━━ Page excerpt ━━

If you want to extract just specific information, you could use this as example (using CSS selectors to obtain info):
import requests
from bs4 import BeautifulSoup
hyperlink = 'https://en.wikipedia.org/wiki/Arcturus'
webdata = requests.get(hyperlink)
soup = BeautifulSoup(webdata.text, 'lxml')
def remove_sup(tag):
for s in tag.select('sup'):
s.extract()
return tag
spectral = remove_sup(soup.select_one(":matches(td, th):contains('Spectral') + td")).get_text(strip=True)
magnitude = remove_sup(soup.select_one(":matches(td, th):contains('Absolute') + td")).get_text(strip=True)
lum = remove_sup(soup.select_one(":matches(td, th):contains('Luminosity') + td")).get_text(strip=True)

━━━

▶ To do
1 > In the scraping excerpt, which strings are passed to `:contains` in the CSS selectors? List every one.
2 > Summarize the scraping excerpt in two sentences.
3 > Continue the scraping excerpt from its last line.
The listing isn't required for any of this work.

━━ Excerpted records ━━

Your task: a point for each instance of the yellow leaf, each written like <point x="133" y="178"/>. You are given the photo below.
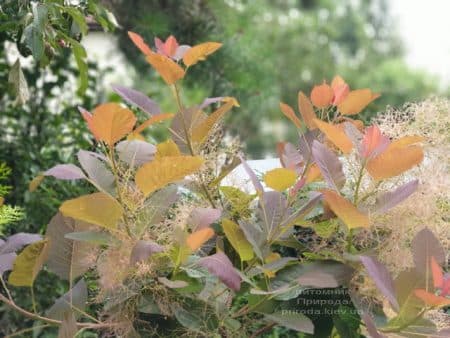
<point x="167" y="148"/>
<point x="356" y="101"/>
<point x="28" y="264"/>
<point x="164" y="170"/>
<point x="98" y="208"/>
<point x="272" y="257"/>
<point x="335" y="135"/>
<point x="322" y="95"/>
<point x="198" y="238"/>
<point x="35" y="182"/>
<point x="169" y="70"/>
<point x="394" y="161"/>
<point x="345" y="210"/>
<point x="135" y="136"/>
<point x="407" y="140"/>
<point x="306" y="111"/>
<point x="280" y="179"/>
<point x="237" y="239"/>
<point x="110" y="122"/>
<point x="431" y="299"/>
<point x="313" y="173"/>
<point x="152" y="120"/>
<point x="290" y="114"/>
<point x="200" y="52"/>
<point x="202" y="130"/>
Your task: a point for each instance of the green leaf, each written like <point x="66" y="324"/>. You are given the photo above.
<point x="80" y="58"/>
<point x="19" y="83"/>
<point x="34" y="39"/>
<point x="68" y="327"/>
<point x="237" y="239"/>
<point x="28" y="264"/>
<point x="187" y="319"/>
<point x="292" y="320"/>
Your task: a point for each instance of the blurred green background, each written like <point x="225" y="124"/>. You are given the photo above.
<point x="272" y="49"/>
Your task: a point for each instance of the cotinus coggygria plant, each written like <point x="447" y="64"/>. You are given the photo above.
<point x="164" y="248"/>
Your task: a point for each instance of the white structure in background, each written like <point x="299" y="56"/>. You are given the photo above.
<point x="104" y="49"/>
<point x="239" y="178"/>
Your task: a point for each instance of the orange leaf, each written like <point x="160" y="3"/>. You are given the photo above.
<point x="169" y="70"/>
<point x="198" y="238"/>
<point x="313" y="173"/>
<point x="290" y="114"/>
<point x="438" y="275"/>
<point x="306" y="111"/>
<point x="152" y="120"/>
<point x="322" y="95"/>
<point x="200" y="52"/>
<point x="340" y="89"/>
<point x="335" y="135"/>
<point x="110" y="122"/>
<point x="345" y="210"/>
<point x="140" y="43"/>
<point x="356" y="101"/>
<point x="431" y="299"/>
<point x="394" y="161"/>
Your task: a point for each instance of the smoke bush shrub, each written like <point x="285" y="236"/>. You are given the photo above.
<point x="167" y="250"/>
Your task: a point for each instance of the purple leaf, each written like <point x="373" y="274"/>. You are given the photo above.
<point x="138" y="99"/>
<point x="65" y="172"/>
<point x="256" y="183"/>
<point x="203" y="217"/>
<point x="424" y="246"/>
<point x="77" y="296"/>
<point x="329" y="165"/>
<point x="142" y="250"/>
<point x="291" y="158"/>
<point x="220" y="265"/>
<point x="17" y="241"/>
<point x="304" y="210"/>
<point x="172" y="284"/>
<point x="210" y="100"/>
<point x="68" y="258"/>
<point x="272" y="210"/>
<point x="135" y="152"/>
<point x="96" y="169"/>
<point x="256" y="237"/>
<point x="370" y="326"/>
<point x="6" y="262"/>
<point x="382" y="278"/>
<point x="179" y="53"/>
<point x="392" y="198"/>
<point x="292" y="320"/>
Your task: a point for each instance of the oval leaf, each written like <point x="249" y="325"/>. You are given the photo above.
<point x="200" y="52"/>
<point x="220" y="265"/>
<point x="98" y="208"/>
<point x="335" y="135"/>
<point x="110" y="122"/>
<point x="237" y="239"/>
<point x="28" y="264"/>
<point x="345" y="210"/>
<point x="162" y="171"/>
<point x="170" y="71"/>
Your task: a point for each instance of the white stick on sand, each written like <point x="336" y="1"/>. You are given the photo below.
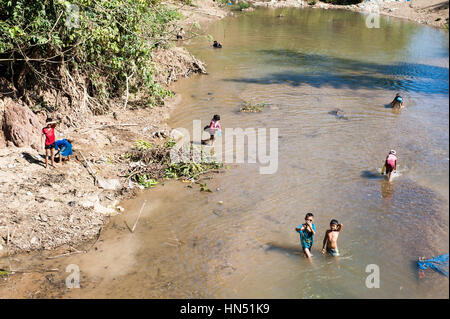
<point x="142" y="207"/>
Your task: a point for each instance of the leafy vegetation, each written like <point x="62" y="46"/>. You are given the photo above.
<point x="145" y="181"/>
<point x="143" y="145"/>
<point x="150" y="163"/>
<point x="93" y="47"/>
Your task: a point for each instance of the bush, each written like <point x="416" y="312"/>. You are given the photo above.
<point x="108" y="42"/>
<point x="243" y="5"/>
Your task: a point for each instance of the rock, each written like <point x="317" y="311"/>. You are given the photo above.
<point x="109" y="184"/>
<point x="109" y="211"/>
<point x="176" y="134"/>
<point x="20" y="125"/>
<point x="87" y="204"/>
<point x="34" y="241"/>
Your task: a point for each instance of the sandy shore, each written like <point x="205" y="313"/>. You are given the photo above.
<point x="430" y="12"/>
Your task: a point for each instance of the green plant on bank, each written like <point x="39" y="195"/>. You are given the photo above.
<point x="249" y="107"/>
<point x="190" y="170"/>
<point x="243" y="5"/>
<point x="145" y="181"/>
<point x="143" y="145"/>
<point x="107" y="43"/>
<point x="170" y="143"/>
<point x="204" y="188"/>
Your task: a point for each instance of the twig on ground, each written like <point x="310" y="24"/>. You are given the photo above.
<point x="89" y="168"/>
<point x="142" y="207"/>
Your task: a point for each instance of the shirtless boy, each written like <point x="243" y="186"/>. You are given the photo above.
<point x="330" y="239"/>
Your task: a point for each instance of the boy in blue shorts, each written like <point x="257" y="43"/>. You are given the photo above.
<point x="307" y="232"/>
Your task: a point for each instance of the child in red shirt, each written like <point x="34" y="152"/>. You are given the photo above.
<point x="49" y="133"/>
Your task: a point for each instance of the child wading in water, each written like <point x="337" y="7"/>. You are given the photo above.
<point x="212" y="128"/>
<point x="397" y="103"/>
<point x="49" y="133"/>
<point x="390" y="165"/>
<point x="330" y="240"/>
<point x="307" y="232"/>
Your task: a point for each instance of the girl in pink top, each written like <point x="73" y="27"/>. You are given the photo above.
<point x="49" y="133"/>
<point x="212" y="128"/>
<point x="391" y="163"/>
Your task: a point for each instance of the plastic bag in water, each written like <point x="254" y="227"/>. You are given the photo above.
<point x="439" y="263"/>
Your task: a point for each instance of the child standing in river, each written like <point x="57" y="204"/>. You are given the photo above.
<point x="390" y="165"/>
<point x="330" y="239"/>
<point x="48" y="133"/>
<point x="307" y="232"/>
<point x="213" y="128"/>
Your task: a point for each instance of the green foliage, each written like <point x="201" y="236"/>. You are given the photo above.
<point x="190" y="170"/>
<point x="170" y="143"/>
<point x="204" y="188"/>
<point x="106" y="40"/>
<point x="243" y="5"/>
<point x="143" y="145"/>
<point x="145" y="181"/>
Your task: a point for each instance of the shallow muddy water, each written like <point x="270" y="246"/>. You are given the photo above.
<point x="304" y="65"/>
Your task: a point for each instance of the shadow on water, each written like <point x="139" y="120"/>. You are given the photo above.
<point x="289" y="249"/>
<point x="339" y="73"/>
<point x="372" y="174"/>
<point x="32" y="160"/>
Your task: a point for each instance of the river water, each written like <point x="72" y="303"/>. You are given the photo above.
<point x="304" y="65"/>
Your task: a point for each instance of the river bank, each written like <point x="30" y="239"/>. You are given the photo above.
<point x="430" y="12"/>
<point x="67" y="205"/>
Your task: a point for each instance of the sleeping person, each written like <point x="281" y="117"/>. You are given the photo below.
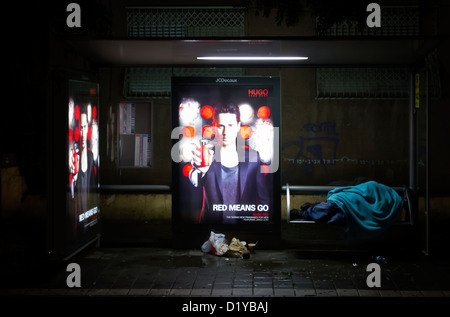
<point x="366" y="210"/>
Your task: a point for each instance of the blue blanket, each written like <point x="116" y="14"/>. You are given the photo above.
<point x="370" y="208"/>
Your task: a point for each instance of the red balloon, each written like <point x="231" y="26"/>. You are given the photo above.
<point x="187" y="170"/>
<point x="263" y="112"/>
<point x="206" y="112"/>
<point x="189" y="131"/>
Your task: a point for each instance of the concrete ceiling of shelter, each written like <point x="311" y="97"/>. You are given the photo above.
<point x="320" y="52"/>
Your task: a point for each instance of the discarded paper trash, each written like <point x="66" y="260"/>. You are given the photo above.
<point x="216" y="244"/>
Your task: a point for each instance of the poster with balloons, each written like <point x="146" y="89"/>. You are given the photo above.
<point x="83" y="161"/>
<point x="225" y="151"/>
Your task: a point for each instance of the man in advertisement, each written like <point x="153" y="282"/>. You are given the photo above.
<point x="235" y="188"/>
<point x="82" y="167"/>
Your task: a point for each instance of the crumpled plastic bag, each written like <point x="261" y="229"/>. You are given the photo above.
<point x="236" y="248"/>
<point x="217" y="244"/>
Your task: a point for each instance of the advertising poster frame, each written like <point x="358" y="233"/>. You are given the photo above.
<point x="202" y="199"/>
<point x="71" y="228"/>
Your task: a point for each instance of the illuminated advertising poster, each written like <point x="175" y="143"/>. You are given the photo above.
<point x="225" y="151"/>
<point x="82" y="163"/>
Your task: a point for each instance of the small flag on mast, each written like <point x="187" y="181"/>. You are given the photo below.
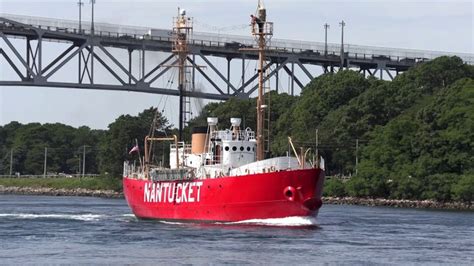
<point x="134" y="149"/>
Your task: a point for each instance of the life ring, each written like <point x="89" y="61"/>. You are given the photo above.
<point x="290" y="193"/>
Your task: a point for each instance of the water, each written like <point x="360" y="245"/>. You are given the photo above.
<point x="51" y="230"/>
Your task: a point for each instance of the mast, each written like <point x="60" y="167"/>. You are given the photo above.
<point x="182" y="27"/>
<point x="262" y="30"/>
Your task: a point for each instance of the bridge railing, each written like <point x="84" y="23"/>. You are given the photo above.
<point x="221" y="40"/>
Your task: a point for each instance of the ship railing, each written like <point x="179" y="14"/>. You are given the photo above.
<point x="132" y="170"/>
<point x="228" y="134"/>
<point x="160" y="174"/>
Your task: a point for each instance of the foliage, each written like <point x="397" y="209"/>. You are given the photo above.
<point x="334" y="187"/>
<point x="63" y="145"/>
<point x="123" y="134"/>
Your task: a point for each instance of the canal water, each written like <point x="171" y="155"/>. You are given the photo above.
<point x="53" y="230"/>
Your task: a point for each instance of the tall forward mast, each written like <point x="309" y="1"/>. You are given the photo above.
<point x="263" y="31"/>
<point x="182" y="29"/>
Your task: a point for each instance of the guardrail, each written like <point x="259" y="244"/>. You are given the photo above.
<point x="221" y="40"/>
<point x="50" y="176"/>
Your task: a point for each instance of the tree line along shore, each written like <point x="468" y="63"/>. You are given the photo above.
<point x="108" y="193"/>
<point x="407" y="139"/>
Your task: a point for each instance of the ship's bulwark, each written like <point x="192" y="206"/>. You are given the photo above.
<point x="228" y="199"/>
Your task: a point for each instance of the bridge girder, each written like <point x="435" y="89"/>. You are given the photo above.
<point x="91" y="50"/>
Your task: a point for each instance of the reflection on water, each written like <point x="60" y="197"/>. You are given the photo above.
<point x="39" y="229"/>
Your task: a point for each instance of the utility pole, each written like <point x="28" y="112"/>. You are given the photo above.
<point x="326" y="27"/>
<point x="342" y="24"/>
<point x="357" y="154"/>
<point x="11" y="161"/>
<point x="45" y="160"/>
<point x="84" y="160"/>
<point x="92" y="24"/>
<point x="92" y="45"/>
<point x="80" y="4"/>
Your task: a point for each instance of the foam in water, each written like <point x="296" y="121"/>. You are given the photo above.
<point x="287" y="221"/>
<point x="79" y="217"/>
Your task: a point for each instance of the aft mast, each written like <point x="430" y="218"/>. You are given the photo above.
<point x="263" y="31"/>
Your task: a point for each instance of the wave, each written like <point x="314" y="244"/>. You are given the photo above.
<point x="296" y="221"/>
<point x="79" y="217"/>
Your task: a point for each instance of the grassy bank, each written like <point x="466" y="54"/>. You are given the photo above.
<point x="92" y="183"/>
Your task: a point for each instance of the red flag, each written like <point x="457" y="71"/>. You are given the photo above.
<point x="134" y="149"/>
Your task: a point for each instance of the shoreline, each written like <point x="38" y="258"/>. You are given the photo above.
<point x="45" y="191"/>
<point x="394" y="203"/>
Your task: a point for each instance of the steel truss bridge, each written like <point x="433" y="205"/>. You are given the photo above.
<point x="25" y="41"/>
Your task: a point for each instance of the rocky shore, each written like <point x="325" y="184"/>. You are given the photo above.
<point x="421" y="204"/>
<point x="60" y="192"/>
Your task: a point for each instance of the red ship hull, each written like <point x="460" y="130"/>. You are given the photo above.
<point x="228" y="199"/>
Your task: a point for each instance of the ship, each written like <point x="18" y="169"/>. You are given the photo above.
<point x="223" y="175"/>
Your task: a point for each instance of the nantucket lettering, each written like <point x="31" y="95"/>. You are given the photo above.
<point x="172" y="192"/>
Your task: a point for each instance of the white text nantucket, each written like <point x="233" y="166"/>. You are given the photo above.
<point x="172" y="192"/>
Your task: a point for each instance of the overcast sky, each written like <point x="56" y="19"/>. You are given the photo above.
<point x="426" y="25"/>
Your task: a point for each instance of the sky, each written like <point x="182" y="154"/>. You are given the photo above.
<point x="425" y="25"/>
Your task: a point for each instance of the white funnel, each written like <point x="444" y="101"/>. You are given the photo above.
<point x="235" y="122"/>
<point x="212" y="121"/>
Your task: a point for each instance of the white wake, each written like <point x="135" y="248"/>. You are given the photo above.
<point x="78" y="217"/>
<point x="287" y="221"/>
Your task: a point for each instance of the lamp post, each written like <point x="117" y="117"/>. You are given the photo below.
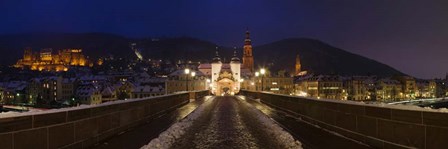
<point x="256" y="84"/>
<point x="262" y="72"/>
<point x="192" y="76"/>
<point x="187" y="71"/>
<point x="208" y="83"/>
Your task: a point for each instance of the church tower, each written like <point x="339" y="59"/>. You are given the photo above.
<point x="298" y="65"/>
<point x="248" y="59"/>
<point x="235" y="67"/>
<point x="216" y="67"/>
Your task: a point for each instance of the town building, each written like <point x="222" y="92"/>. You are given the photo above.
<point x="179" y="81"/>
<point x="47" y="60"/>
<point x="248" y="59"/>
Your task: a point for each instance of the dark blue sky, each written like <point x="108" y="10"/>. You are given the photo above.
<point x="410" y="35"/>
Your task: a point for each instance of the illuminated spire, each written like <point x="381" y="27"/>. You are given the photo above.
<point x="235" y="59"/>
<point x="217" y="59"/>
<point x="247" y="41"/>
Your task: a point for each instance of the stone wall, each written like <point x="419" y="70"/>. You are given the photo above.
<point x="82" y="127"/>
<point x="375" y="125"/>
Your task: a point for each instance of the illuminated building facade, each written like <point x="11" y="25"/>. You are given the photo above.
<point x="248" y="59"/>
<point x="47" y="60"/>
<point x="298" y="65"/>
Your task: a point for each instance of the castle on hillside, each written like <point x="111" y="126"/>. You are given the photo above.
<point x="47" y="60"/>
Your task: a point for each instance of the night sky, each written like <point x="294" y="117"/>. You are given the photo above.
<point x="410" y="35"/>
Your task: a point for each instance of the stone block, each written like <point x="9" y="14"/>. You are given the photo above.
<point x="411" y="135"/>
<point x="15" y="123"/>
<point x="378" y="112"/>
<point x="436" y="137"/>
<point x="352" y="109"/>
<point x="61" y="135"/>
<point x="74" y="115"/>
<point x="344" y="120"/>
<point x="6" y="141"/>
<point x="107" y="122"/>
<point x="435" y="119"/>
<point x="367" y="126"/>
<point x="86" y="129"/>
<point x="407" y="116"/>
<point x="35" y="138"/>
<point x="49" y="119"/>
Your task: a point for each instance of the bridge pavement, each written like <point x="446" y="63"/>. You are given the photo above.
<point x="226" y="123"/>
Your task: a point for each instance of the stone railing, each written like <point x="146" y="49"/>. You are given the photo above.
<point x="82" y="127"/>
<point x="380" y="126"/>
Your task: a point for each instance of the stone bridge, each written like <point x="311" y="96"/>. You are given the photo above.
<point x="227" y="121"/>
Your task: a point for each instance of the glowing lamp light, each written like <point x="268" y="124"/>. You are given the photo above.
<point x="262" y="71"/>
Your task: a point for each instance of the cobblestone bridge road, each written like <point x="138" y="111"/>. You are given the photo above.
<point x="227" y="123"/>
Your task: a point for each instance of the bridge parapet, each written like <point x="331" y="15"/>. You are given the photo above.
<point x="82" y="127"/>
<point x="380" y="126"/>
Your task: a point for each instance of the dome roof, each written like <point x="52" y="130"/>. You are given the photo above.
<point x="216" y="59"/>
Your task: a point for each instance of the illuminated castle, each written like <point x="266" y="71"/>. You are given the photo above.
<point x="49" y="61"/>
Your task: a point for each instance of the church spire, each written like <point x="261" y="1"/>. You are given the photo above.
<point x="248" y="59"/>
<point x="217" y="59"/>
<point x="235" y="59"/>
<point x="247" y="41"/>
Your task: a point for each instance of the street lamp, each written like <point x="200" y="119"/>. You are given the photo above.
<point x="187" y="71"/>
<point x="192" y="76"/>
<point x="208" y="84"/>
<point x="256" y="81"/>
<point x="262" y="71"/>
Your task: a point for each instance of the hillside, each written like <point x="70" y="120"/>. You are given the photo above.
<point x="319" y="58"/>
<point x="316" y="56"/>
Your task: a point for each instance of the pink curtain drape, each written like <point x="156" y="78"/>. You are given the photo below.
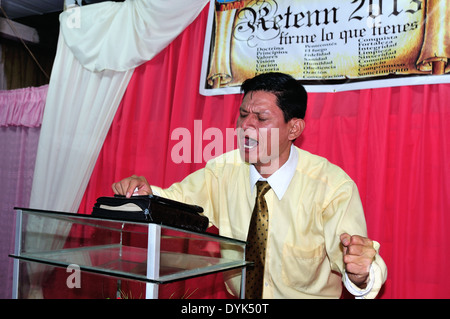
<point x="394" y="142"/>
<point x="20" y="120"/>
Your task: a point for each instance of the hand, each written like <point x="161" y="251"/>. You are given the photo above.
<point x="358" y="256"/>
<point x="128" y="186"/>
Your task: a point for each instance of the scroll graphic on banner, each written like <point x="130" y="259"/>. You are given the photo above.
<point x="328" y="45"/>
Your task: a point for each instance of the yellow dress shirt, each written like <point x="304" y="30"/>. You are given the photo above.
<point x="308" y="212"/>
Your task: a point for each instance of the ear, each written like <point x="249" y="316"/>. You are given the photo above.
<point x="296" y="128"/>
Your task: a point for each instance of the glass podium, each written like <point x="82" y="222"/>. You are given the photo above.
<point x="66" y="255"/>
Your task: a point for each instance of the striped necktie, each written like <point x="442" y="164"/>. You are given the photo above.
<point x="256" y="243"/>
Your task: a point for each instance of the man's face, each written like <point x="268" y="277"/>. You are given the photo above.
<point x="264" y="138"/>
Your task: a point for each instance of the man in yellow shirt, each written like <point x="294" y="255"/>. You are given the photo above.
<point x="316" y="236"/>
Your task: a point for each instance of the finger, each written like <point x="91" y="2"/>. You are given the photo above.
<point x="357" y="264"/>
<point x="117" y="188"/>
<point x="359" y="240"/>
<point x="345" y="239"/>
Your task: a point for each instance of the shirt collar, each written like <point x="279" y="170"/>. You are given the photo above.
<point x="280" y="180"/>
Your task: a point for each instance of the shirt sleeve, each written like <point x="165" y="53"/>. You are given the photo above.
<point x="344" y="214"/>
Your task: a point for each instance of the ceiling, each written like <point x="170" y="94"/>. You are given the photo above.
<point x="24" y="8"/>
<point x="43" y="15"/>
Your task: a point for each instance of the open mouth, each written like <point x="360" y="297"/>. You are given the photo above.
<point x="250" y="143"/>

━━━

▶ Task-by-task results
1 > 'Spectral', 'Absolute', 'Luminosity'

2 > The excerpt suggests CSS selectors for extracting specific information, with an example that fetches the Wikipedia page on Arcturus using requests and parses it with BeautifulSoup and the lxml parser. It defines a function that strips sup tags from a tag, then applies it to get the stripped text of the td following the td or th containing 'Spectral', 'Absolute', or 'Luminosity', storing the results as spectral, magnitude, and lum.

3 >
temp = remove_sup(soup.select_one(":matches(td, th):contains('Temperature') + td")).get_text(strip=True)
print('{: <25}{}'.format('Spectral type :', spectral))
print('{: <25}{}'.format('Absolute magnitude :', magnitude))
print('{: <25}{}'.format('Luminosity :', lum))
print('{: <25}{}'.format('Temperature :', temp))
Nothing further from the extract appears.